Images stay out; everything else in the records is to be set down exactly.

━━━━━━━━━━━━━━━━━━━━━━━━━━━━━━

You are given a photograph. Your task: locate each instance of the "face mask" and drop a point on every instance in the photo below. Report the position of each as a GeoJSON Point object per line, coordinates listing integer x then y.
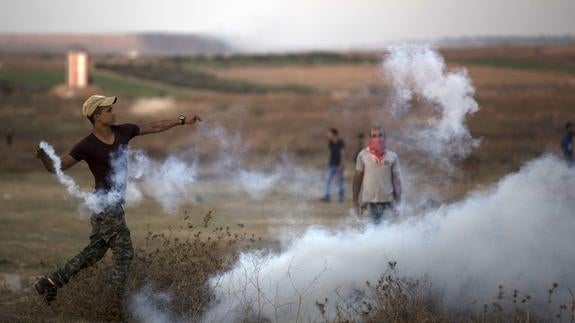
{"type": "Point", "coordinates": [377, 148]}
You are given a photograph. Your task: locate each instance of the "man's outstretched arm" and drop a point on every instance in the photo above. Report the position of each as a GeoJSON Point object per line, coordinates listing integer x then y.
{"type": "Point", "coordinates": [159, 126]}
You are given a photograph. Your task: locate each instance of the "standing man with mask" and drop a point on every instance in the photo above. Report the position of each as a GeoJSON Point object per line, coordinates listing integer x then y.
{"type": "Point", "coordinates": [336, 165]}
{"type": "Point", "coordinates": [109, 229]}
{"type": "Point", "coordinates": [377, 178]}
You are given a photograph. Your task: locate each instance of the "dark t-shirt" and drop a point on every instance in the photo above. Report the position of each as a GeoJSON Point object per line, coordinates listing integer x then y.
{"type": "Point", "coordinates": [97, 154]}
{"type": "Point", "coordinates": [567, 144]}
{"type": "Point", "coordinates": [335, 149]}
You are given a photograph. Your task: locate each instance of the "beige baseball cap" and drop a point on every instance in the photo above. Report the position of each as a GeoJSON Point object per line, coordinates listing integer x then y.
{"type": "Point", "coordinates": [96, 101]}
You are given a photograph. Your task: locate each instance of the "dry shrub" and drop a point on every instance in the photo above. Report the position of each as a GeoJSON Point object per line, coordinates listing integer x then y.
{"type": "Point", "coordinates": [179, 262]}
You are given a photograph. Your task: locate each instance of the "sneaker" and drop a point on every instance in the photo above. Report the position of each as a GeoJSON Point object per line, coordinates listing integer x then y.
{"type": "Point", "coordinates": [47, 288]}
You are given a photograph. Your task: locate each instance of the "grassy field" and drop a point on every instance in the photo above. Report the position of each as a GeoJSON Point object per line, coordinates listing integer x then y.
{"type": "Point", "coordinates": [525, 96]}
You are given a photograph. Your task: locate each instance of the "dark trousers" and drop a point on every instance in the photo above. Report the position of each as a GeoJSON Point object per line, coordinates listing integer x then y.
{"type": "Point", "coordinates": [334, 173]}
{"type": "Point", "coordinates": [109, 231]}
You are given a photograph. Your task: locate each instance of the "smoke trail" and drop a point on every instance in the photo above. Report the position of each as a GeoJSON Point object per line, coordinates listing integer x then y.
{"type": "Point", "coordinates": [277, 174]}
{"type": "Point", "coordinates": [168, 182]}
{"type": "Point", "coordinates": [518, 234]}
{"type": "Point", "coordinates": [150, 306]}
{"type": "Point", "coordinates": [134, 173]}
{"type": "Point", "coordinates": [95, 202]}
{"type": "Point", "coordinates": [418, 72]}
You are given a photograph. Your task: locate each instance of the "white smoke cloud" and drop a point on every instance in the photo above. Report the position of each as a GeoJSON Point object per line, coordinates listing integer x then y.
{"type": "Point", "coordinates": [519, 235]}
{"type": "Point", "coordinates": [133, 174]}
{"type": "Point", "coordinates": [275, 174]}
{"type": "Point", "coordinates": [418, 72]}
{"type": "Point", "coordinates": [150, 306]}
{"type": "Point", "coordinates": [168, 182]}
{"type": "Point", "coordinates": [95, 202]}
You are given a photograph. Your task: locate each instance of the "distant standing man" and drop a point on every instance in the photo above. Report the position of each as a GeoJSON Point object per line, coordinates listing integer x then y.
{"type": "Point", "coordinates": [109, 229]}
{"type": "Point", "coordinates": [336, 165]}
{"type": "Point", "coordinates": [567, 144]}
{"type": "Point", "coordinates": [377, 178]}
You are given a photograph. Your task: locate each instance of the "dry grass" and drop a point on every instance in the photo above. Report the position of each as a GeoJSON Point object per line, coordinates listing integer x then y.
{"type": "Point", "coordinates": [179, 261]}
{"type": "Point", "coordinates": [522, 115]}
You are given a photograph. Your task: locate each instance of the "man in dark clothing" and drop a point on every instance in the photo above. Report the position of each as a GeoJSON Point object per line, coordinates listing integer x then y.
{"type": "Point", "coordinates": [336, 165]}
{"type": "Point", "coordinates": [567, 144]}
{"type": "Point", "coordinates": [102, 151]}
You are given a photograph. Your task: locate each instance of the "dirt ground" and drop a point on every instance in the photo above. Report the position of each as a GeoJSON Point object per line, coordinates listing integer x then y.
{"type": "Point", "coordinates": [521, 116]}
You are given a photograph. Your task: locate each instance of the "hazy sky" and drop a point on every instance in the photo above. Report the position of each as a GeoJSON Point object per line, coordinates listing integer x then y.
{"type": "Point", "coordinates": [297, 24]}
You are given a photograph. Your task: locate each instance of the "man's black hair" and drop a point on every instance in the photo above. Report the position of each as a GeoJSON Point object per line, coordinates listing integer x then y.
{"type": "Point", "coordinates": [98, 110]}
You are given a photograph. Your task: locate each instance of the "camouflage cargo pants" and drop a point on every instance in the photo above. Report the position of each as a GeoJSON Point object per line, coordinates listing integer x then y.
{"type": "Point", "coordinates": [109, 231]}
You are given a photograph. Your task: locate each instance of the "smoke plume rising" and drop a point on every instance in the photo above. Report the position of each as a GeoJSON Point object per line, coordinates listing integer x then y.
{"type": "Point", "coordinates": [519, 234]}
{"type": "Point", "coordinates": [417, 72]}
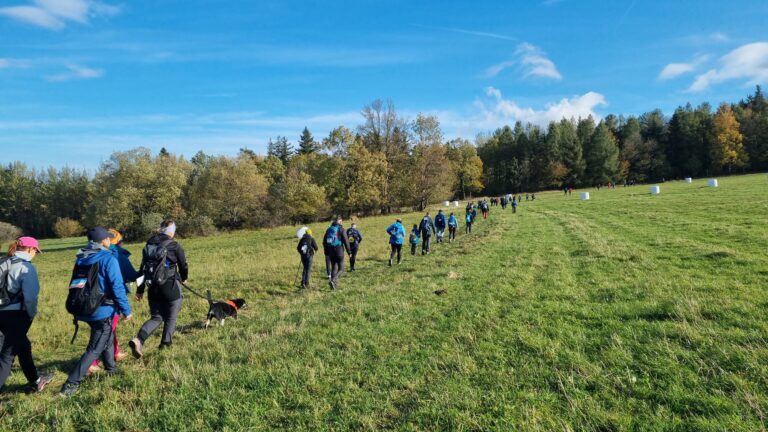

━━━━━━━━━━━━━━━━━━━━━━━━━━━━━━

▸ TASK ANSWER:
You are given a photograph. Your task: locate each instance of the "face mask" and drop a point on every instance in the photo below. Report the position of each as a GeoJSON Point object per line, coordinates listing integer x then y.
{"type": "Point", "coordinates": [377, 148]}
You are given a photograph. Your task: locate each instance of the "man's outstretched arm" and drop a point on every instance in the photo above. Report the position of each as a GeoJSON Point object per line, coordinates listing integer x then y.
{"type": "Point", "coordinates": [159, 126]}
You are given a photograph. Your task: locate each instance of the "standing man with mask" and drop a point on every instance in the photo above. Report the position of each as a GeoJSON Point object per line, coordinates listing integer x then y.
{"type": "Point", "coordinates": [336, 165]}
{"type": "Point", "coordinates": [109, 229]}
{"type": "Point", "coordinates": [377, 178]}
You are given a photograph. Your task: locate each instance of the "dark t-shirt" and drop a point on every instance in the photo above. Report the position of each as a GeoJSON Point object per line, coordinates listing integer x then y.
{"type": "Point", "coordinates": [97, 154]}
{"type": "Point", "coordinates": [567, 144]}
{"type": "Point", "coordinates": [335, 149]}
You are given a photograph. Your task: locate each instance of the "beige baseball cap" and drop a point on every instance in the photo above. Report the position of each as a GeoJSON Point object per line, coordinates listing integer x then y.
{"type": "Point", "coordinates": [96, 101]}
You are given a photograph. Your task: locate each instance of the "dry shrub" and drop a point on every instance in the photo above. Report the position of each as a GeoJSON Point object per line, coordinates listing integer x then y.
{"type": "Point", "coordinates": [179, 262]}
You are given a photograph. Your task: locate each instance of the "sneaker" and drop a point on every instance in the photo above. Report the position of each as a GeoJSON Point object per line, coordinates listing integer x then y.
{"type": "Point", "coordinates": [47, 288]}
You are given a photograph. Your task: locate each instance of the "grassy field" and drop a point on every instance in the photo above. Report the position of each as a GeoJSON Point object per line, coordinates listing integer x then y.
{"type": "Point", "coordinates": [525, 96]}
You are given a photograph. Your task: locate each instance of the "dark trousers" and drop a point on every instance in the photo above. Report the position of each as a GeoJSON Point object per line, coordinates listing integer x then y.
{"type": "Point", "coordinates": [334, 173]}
{"type": "Point", "coordinates": [109, 231]}
You are given a photograph. Your task: locate each instance of the "smoke trail" and drop a point on every instance in the photo above. Report the position of each as a GeoJSON Point object per line, coordinates listing integer x then y.
{"type": "Point", "coordinates": [277, 174]}
{"type": "Point", "coordinates": [168, 182]}
{"type": "Point", "coordinates": [518, 234]}
{"type": "Point", "coordinates": [150, 306]}
{"type": "Point", "coordinates": [134, 173]}
{"type": "Point", "coordinates": [95, 202]}
{"type": "Point", "coordinates": [418, 72]}
You are given a photograph. Your task: locate each instance of the "white smoke cloud" and drop a point on every instance in the photo above. Report the position of each as a GeoJSON Point object per line, coordinates listing integer x then y.
{"type": "Point", "coordinates": [519, 235]}
{"type": "Point", "coordinates": [133, 174]}
{"type": "Point", "coordinates": [275, 174]}
{"type": "Point", "coordinates": [418, 72]}
{"type": "Point", "coordinates": [150, 306]}
{"type": "Point", "coordinates": [168, 182]}
{"type": "Point", "coordinates": [95, 202]}
You are given a photograph. Your task: locate each instance of the "distant standing man" and drop a point on every instance in the photo above. Report the position of each as a GeoJSON Point object per line, coordinates listing integer x then y.
{"type": "Point", "coordinates": [109, 229]}
{"type": "Point", "coordinates": [336, 165]}
{"type": "Point", "coordinates": [567, 144]}
{"type": "Point", "coordinates": [377, 178]}
You are given a photograph. Your task: locate each instance of the "dry grass" and drop a point on every instance in the photo above. Report the position of each as a GeoJSON Point object per line, coordinates listing integer x then y.
{"type": "Point", "coordinates": [179, 261]}
{"type": "Point", "coordinates": [522, 115]}
You are given a photograph. Your task: locate each instance of the "man in dark clothing" and drop a point on every instance in the photo above. Report the position of each as a GeoJSON Point object per line, coordinates listing integer x then y.
{"type": "Point", "coordinates": [336, 165]}
{"type": "Point", "coordinates": [567, 144]}
{"type": "Point", "coordinates": [102, 151]}
You are given a photograph. Your task: locate each instance of the "dirt ground" and drop a point on every instance in the photo above. Report the position of each as a GeoJSON Point object per line, coordinates listing integer x then y.
{"type": "Point", "coordinates": [521, 116]}
You are given a photograph. Your task: locate each instance of the "hazy sky" and drop a point on every instance in the photo above. Report the position of each as a GeoJSON Point object per line, coordinates listing integer x then y.
{"type": "Point", "coordinates": [297, 24]}
You are given a photograph. Your task: locate each instance of the "man's black hair" and drop a point on every instance in the photo above. Report the position of each as a GeoJSON Point object per line, coordinates listing integer x then y.
{"type": "Point", "coordinates": [98, 110]}
You are given a photograph. Your task: locate each instance of the "camouflage cargo pants" and drop a point on every instance in the photo above. Report the position of each as a GeoJSON Point object per line, coordinates listing integer x then y.
{"type": "Point", "coordinates": [109, 231]}
You are given a photograph. Your task: locate each instance of the "smoke plume rising" and drop a point on every instance in the photo above. Report the position of each as a GeoJSON Point object per line, coordinates listing integer x then y.
{"type": "Point", "coordinates": [519, 234]}
{"type": "Point", "coordinates": [417, 72]}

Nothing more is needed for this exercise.